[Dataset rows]
+++

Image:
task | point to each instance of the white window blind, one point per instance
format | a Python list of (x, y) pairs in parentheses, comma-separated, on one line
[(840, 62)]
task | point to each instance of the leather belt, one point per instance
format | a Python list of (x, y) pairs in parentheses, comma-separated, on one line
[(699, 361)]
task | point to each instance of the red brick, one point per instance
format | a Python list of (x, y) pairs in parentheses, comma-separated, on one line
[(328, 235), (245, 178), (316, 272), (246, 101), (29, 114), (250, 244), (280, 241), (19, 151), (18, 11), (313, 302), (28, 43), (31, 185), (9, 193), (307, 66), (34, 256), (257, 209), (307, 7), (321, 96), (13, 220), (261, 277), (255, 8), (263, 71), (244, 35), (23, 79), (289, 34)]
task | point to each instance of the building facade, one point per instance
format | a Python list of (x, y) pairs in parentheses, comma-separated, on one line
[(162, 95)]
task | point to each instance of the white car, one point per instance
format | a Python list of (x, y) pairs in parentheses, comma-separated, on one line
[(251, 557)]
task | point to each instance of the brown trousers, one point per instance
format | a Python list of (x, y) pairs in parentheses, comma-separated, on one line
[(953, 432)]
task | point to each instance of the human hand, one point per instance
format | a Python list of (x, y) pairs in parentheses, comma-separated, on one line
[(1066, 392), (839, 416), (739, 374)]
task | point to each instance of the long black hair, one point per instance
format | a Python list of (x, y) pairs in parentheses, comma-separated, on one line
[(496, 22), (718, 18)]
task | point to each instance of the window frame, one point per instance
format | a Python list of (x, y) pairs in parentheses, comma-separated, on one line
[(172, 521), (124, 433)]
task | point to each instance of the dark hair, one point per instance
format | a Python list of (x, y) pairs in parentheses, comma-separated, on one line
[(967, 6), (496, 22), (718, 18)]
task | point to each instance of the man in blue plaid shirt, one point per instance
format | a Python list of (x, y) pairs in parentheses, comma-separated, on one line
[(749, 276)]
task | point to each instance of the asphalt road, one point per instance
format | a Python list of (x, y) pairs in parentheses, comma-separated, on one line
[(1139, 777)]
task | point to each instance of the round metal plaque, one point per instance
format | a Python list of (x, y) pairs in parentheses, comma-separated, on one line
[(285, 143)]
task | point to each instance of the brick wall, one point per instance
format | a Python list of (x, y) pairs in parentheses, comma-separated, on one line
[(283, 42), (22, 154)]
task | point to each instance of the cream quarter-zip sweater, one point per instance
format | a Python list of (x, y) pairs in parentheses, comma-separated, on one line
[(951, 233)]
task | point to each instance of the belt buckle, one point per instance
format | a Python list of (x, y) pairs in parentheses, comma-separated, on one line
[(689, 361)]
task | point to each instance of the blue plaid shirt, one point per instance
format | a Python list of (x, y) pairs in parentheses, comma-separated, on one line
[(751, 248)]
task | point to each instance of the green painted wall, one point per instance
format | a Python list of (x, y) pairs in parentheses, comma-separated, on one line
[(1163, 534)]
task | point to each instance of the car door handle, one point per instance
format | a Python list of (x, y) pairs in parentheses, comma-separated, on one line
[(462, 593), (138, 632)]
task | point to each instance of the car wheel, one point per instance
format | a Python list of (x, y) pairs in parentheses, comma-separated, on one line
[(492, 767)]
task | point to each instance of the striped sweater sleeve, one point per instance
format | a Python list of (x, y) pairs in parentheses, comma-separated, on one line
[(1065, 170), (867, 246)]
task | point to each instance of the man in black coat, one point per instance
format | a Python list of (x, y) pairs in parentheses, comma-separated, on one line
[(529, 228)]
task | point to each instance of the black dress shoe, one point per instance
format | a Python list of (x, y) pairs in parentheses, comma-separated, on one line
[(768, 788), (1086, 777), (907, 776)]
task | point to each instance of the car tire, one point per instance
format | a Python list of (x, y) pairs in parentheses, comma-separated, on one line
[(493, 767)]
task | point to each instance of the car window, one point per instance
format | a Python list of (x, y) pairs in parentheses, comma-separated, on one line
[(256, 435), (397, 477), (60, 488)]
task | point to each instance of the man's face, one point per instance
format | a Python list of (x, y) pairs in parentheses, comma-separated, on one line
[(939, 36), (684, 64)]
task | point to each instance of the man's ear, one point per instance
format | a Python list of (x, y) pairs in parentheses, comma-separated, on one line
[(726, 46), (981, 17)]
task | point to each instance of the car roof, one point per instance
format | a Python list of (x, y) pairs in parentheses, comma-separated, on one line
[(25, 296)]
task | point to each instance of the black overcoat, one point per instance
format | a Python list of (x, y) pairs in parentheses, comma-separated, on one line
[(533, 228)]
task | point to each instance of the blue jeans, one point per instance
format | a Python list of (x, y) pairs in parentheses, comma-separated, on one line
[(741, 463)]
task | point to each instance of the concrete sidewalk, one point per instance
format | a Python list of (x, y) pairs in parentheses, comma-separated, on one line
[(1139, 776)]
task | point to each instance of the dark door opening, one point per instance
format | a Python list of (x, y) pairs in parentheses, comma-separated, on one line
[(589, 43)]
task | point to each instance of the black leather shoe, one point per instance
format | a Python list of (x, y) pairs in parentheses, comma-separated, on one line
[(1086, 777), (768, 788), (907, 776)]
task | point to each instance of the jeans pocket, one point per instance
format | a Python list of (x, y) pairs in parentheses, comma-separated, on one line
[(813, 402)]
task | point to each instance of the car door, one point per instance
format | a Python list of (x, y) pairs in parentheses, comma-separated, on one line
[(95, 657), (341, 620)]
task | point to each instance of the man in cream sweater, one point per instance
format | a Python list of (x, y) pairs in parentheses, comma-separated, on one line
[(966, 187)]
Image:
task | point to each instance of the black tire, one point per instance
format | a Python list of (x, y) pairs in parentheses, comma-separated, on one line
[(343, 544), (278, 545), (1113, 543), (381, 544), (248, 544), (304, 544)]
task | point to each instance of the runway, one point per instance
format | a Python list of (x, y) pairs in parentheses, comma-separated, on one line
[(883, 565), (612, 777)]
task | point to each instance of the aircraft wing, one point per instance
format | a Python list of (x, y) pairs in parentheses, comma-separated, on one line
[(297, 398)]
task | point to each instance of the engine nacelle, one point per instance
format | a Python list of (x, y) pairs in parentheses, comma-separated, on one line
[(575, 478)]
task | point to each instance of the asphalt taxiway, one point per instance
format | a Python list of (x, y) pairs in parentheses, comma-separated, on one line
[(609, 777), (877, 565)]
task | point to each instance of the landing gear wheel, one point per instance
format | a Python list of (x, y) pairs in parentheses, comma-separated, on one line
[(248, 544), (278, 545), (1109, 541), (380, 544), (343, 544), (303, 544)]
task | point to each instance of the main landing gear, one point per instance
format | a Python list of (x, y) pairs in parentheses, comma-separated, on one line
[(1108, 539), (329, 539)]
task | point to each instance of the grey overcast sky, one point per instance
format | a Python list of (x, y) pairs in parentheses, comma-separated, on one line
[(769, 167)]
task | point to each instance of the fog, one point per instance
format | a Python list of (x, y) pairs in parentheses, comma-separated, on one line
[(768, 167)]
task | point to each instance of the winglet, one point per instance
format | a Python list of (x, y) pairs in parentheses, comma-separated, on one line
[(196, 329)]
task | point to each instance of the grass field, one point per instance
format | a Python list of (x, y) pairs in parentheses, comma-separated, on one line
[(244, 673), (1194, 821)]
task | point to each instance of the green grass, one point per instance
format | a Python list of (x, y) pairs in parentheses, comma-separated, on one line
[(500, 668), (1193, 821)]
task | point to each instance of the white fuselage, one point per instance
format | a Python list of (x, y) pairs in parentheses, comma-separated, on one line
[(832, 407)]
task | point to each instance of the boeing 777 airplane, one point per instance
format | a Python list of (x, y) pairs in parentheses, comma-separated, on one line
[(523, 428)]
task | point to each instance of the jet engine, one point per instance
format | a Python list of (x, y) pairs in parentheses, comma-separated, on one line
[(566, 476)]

+++

● WHAT IS EXPECTED
Format the entire listing above as a JSON array of strings, one string per line, omitting any blank lines.

● SOLUTION TO THE EXERCISE
[
  "Image:",
  "task | point to each instance of the white window blind, one point per instance",
  "format | a Python list of (x, y) pairs in parentheses, comma-separated, on one line",
  "[(840, 62)]",
  "task | point to each instance of the leather belt, one point per instance",
  "format | a Python list of (x, y) pairs in parentheses, comma-separated, on one line",
  "[(699, 361)]",
  "task | point to each instance of the red brick, one point per instance",
  "format | a Python list of (x, y) pairs in parentheses, comma-separated, on one line",
  "[(328, 235), (245, 178), (316, 272), (246, 101), (29, 114), (250, 244), (280, 241), (19, 151), (18, 11), (313, 302), (28, 43), (31, 185), (9, 193), (307, 66), (34, 256), (257, 209), (307, 7), (321, 96), (13, 220), (261, 277), (255, 8), (263, 71), (244, 35), (23, 79), (289, 34)]",
  "task | point to each instance of the building facade, one point per instance",
  "format | a Python list of (x, y) pairs in parentheses, comma-separated, on one line",
  "[(162, 95)]",
  "task | point to each instance of the white car, one point per instance",
  "format | a Python list of (x, y) pairs in parentheses, comma-separated, on one line",
  "[(251, 557)]",
  "task | point to each instance of the brown trousers, one point per instance",
  "format | a Python list of (x, y) pairs in parentheses, comma-separated, on one line",
  "[(953, 432)]",
  "task | point to each instance of the human hand, one point per instance",
  "format | a Python list of (x, y) pairs in parentheses, comma-separated, on one line",
  "[(1066, 392), (839, 416), (739, 374)]",
  "task | point to each instance of the long black hair, one point per instance",
  "format | a Python list of (x, y) pairs in parentheses, comma-separated, on one line",
  "[(496, 22), (718, 18)]",
  "task | point to each instance of the window frame, one point per instance",
  "format | a Python list of (x, y) pairs in parentheses, comma-separated, on one line",
  "[(172, 521), (124, 433)]",
  "task | point to each instance of the dark hair, one point per instance",
  "format | a Python list of (x, y) pairs in parentheses, comma-separated, on one line",
  "[(967, 6), (496, 22), (718, 18)]",
  "task | point to each instance of the man in blue plaid shirt, one point per instance",
  "format | a Python list of (x, y) pairs in parentheses, comma-separated, on one line",
  "[(749, 276)]",
  "task | point to each instance of the asphalt road, one point per instance",
  "format | a Python list of (x, y) pairs in parentheses, comma-separated, on one line",
  "[(1139, 777)]",
  "task | point to each instance of the round metal plaque, one point per instance",
  "format | a Python list of (x, y) pairs in parentheses, comma-separated, on one line",
  "[(285, 143)]",
  "task | point to each instance of the brick wall, one point per instance",
  "format | a Python list of (x, y) pairs in parentheses, comma-separated, on one line",
  "[(283, 42), (22, 154)]",
  "task | point to each instance of the cream quarter-zip sweater, one point per instance",
  "format | a Python list of (x, y) pairs in parentheses, comma-separated, on one line",
  "[(951, 233)]",
  "task | point to each instance of the belt buckle, one point per instance",
  "format | a Python list of (x, y) pairs in parentheses, comma-separated, on one line",
  "[(689, 361)]",
  "task | point to each instance of the blue plaid shirt, one point per instance",
  "format | a Python list of (x, y) pairs in parentheses, comma-separated, on one line",
  "[(751, 248)]",
  "task | point to each instance of the green painted wall, one point per instance",
  "format | a Python list of (x, y) pairs in parentheses, comma-separated, on one line",
  "[(1163, 534)]",
  "task | point to each instance of the car door handle, one point per instance",
  "format | a Python list of (x, y) pairs in parentheses, comma-separated, on one line",
  "[(462, 593), (138, 632)]",
  "task | point to each instance of the car wheel, one point per instance",
  "format | a Python list of (x, y) pairs in parentheses, comma-separated, on one line",
  "[(492, 767)]",
  "task | point to each instance of the striped sweater sleeve, one point per instance",
  "format | a Python list of (x, y) pairs in parentheses, comma-separated, on one line",
  "[(1065, 170), (867, 246)]",
  "task | point to each instance of the man in black coat, one point per instance",
  "format | a Python list of (x, y) pairs in parentheses, comma-separated, on one line",
  "[(529, 228)]",
  "task | point to each instance of the black dress shoe, one point per instance",
  "format | a Python list of (x, y) pairs in parentheses, comma-separated, on one line",
  "[(768, 788), (1086, 777), (907, 776)]",
  "task | point to each instance of the car tire, one point per instance",
  "format | a Python list of (x, y) pairs in parentheses, comma-separated, on one line",
  "[(493, 767)]",
  "task | point to each instance of the car window, one point per instance",
  "format | a Python list of (x, y) pairs in parentheses, comma-separated, on one line",
  "[(256, 435), (397, 477), (60, 488)]",
  "task | point to each instance of the man's face, one point per instance",
  "format | a Python list of (x, y) pairs in parentheses, comma-separated, on one line",
  "[(939, 36), (684, 64)]",
  "task | point to each instance of the man's ear, one point per instance",
  "format | a Python list of (x, y) pairs in parentheses, comma-separated, on one line",
  "[(726, 46), (981, 17)]",
  "task | point to each instance of the car roof, one point per instance",
  "format | a Python list of (x, y) pairs in parentheses, comma-separated, on one line",
  "[(25, 296)]",
  "task | point to each instance of the black overcoat, one point per instance",
  "format | a Python list of (x, y) pairs in parentheses, comma-separated, on one line",
  "[(533, 228)]",
  "task | point to each instance of the blue jeans, one point per instance",
  "format | a Python list of (x, y) pairs in parentheses, comma-separated, on one line",
  "[(741, 463)]",
  "task | point to each instance of the concrete sidewalk, one point per instance",
  "format | a Python list of (x, y) pairs in parentheses, comma-separated, on one line",
  "[(1139, 776)]",
  "task | point to each instance of the dark door opening, one point per instance",
  "format | a Python list of (x, y) pairs in parentheses, comma-separated, on one line",
  "[(589, 43)]",
  "task | point to each instance of the black leather shoe, one point per instance",
  "format | a Python list of (x, y) pairs in parentheses, comma-separated, on one line",
  "[(1086, 777), (768, 788), (907, 776)]",
  "task | point to each instance of the jeans pocket, one point per instance",
  "format | a Python list of (x, y) pairs in parentheses, comma-separated, on one line",
  "[(813, 402)]",
  "task | point to each instance of the car door, one point per instance",
  "format | a Python list of (x, y) pairs in parentheses, comma-separated, on one line",
  "[(95, 657), (341, 620)]",
  "task | point to each instance of the man in cream sweater, one point per instance",
  "format | a Python list of (x, y) pairs in parentheses, comma-separated, on one line",
  "[(966, 187)]",
  "Image:",
  "task | point to each instance of the black tire, one point per instance",
  "format | a Python list of (x, y) pairs in parentheses, comma-separated, on one line",
  "[(343, 544), (278, 545), (1113, 543), (381, 544), (248, 544), (304, 544)]",
  "task | point to each instance of the runway, one point per instance",
  "format | a Python list of (x, y) pairs in parentheses, comma-separated, on one line",
  "[(883, 565), (612, 777)]",
  "task | point to each instance of the aircraft wing, one point per instance",
  "format | a Python list of (x, y) pairs in parentheses, comma-separated, on one line",
  "[(297, 398)]",
  "task | point to each instance of the engine nacelle, one point per instance",
  "format | a Python list of (x, y) pairs in parentheses, comma-separated, on one line",
  "[(575, 478)]",
  "task | point to each instance of the asphalt taxiway, one point per instance",
  "format | a Python list of (x, y) pairs in parentheses, comma-separated, on one line",
  "[(609, 777), (877, 565)]",
  "task | point to each instance of the landing gear wheel, one point per instance",
  "format | a Python list of (x, y) pairs in parentheses, comma-separated, on one line",
  "[(248, 544), (278, 545), (1109, 541), (380, 544), (343, 544), (303, 544)]",
  "task | point to each instance of the main landing gear, one point per instance",
  "format | a Python list of (x, y) pairs in parentheses, comma-separated, on one line",
  "[(1108, 539), (329, 539)]",
  "task | point to each instance of the grey overcast sky, one point per instance",
  "format | a Python list of (x, y) pairs in parentheses, comma-separated, on one line",
  "[(769, 167)]",
  "task | point to each instance of the fog, one point per instance",
  "format | a Python list of (x, y) pairs in parentheses, comma-separated, on one line",
  "[(768, 167)]",
  "task | point to each instance of the winglet, one point per instance",
  "format | a Python list of (x, y) pairs in parentheses, comma-separated, on one line",
  "[(196, 329)]",
  "task | point to each instance of the grass field, one point per instance",
  "format | a Python list of (x, y) pairs in parentheses, comma-separated, on one line",
  "[(244, 673), (1194, 821)]",
  "task | point to each instance of the green grass, one point per instance",
  "format | a Python list of (x, y) pairs in parentheses, comma-separated, on one line",
  "[(500, 668), (1193, 821)]",
  "task | point to each instance of the white fuselage, one point per instance",
  "format | a Python list of (x, y) pairs in parentheses, comma-separated, on one line",
  "[(832, 407)]",
  "task | point to each instance of the boeing 777 airplane, one point per instance",
  "format | a Python list of (x, y) pairs in parentheses, comma-separated, on one line",
  "[(523, 428)]",
  "task | point to each instance of the jet engine, one point per instance",
  "format | a Python list of (x, y) pairs in parentheses, comma-separated, on one line",
  "[(566, 476)]"
]